Task details> Switch every "instance" in the data below to "occurrence" and write all of it out again with nothing else changed, leaving out the pictures.

Data shown>
* * * *

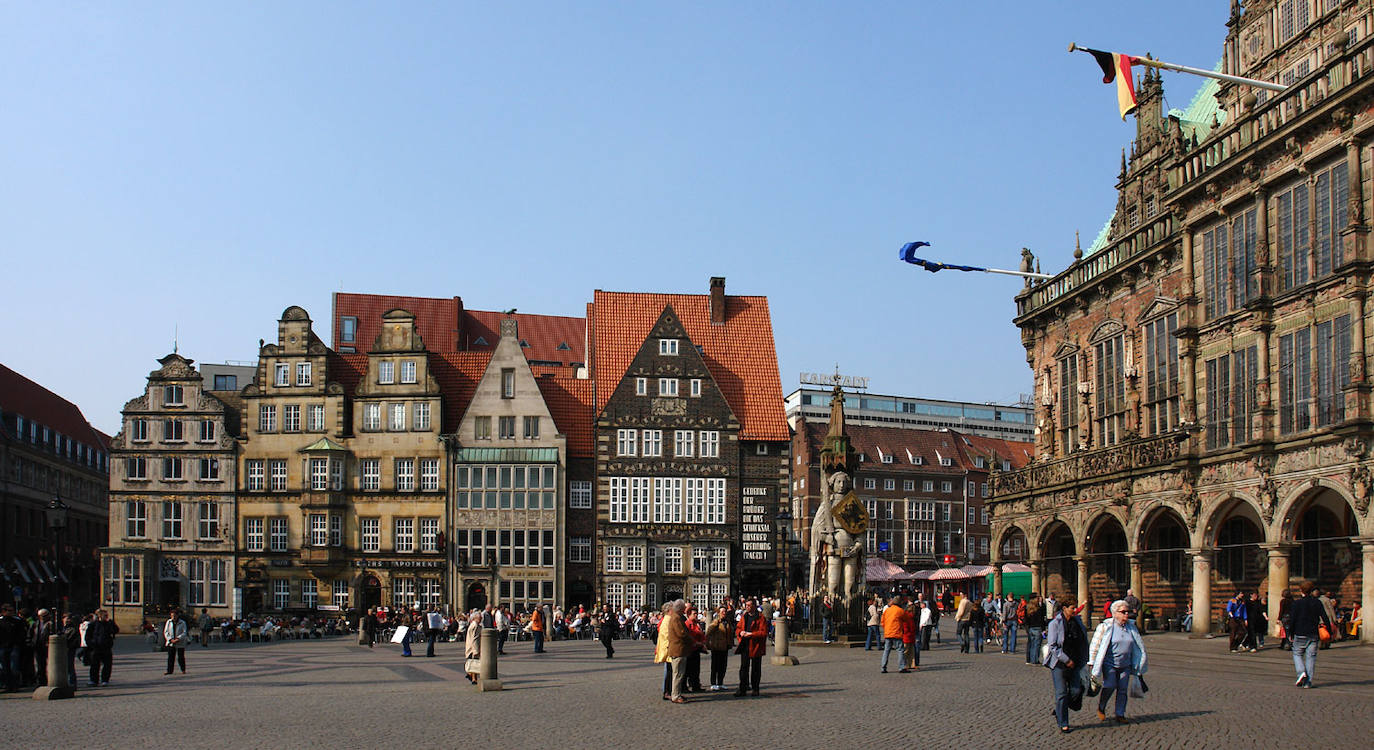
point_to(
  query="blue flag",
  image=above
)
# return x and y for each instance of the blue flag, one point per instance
(908, 253)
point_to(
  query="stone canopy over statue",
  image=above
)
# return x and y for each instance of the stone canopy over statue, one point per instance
(837, 530)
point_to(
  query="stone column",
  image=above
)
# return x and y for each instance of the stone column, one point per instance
(1138, 585)
(1278, 554)
(1083, 591)
(1201, 591)
(1366, 588)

* * * *

Task output>
point_to(
  query="blue flag",
  image=above
)
# return x and y for each occurrence of the blue flag, one point per occurrence
(908, 253)
point_to(
  query="stone canopy over statue",
  image=above
)
# return x and y for each occurrence of the stone canopy over statue, one point per occurrence
(837, 530)
point_to(
  query="stone column",
  image=above
)
# return x and y for each occurrence of the stone column, one point per occurrence
(1138, 585)
(1278, 554)
(1083, 591)
(1201, 591)
(1366, 588)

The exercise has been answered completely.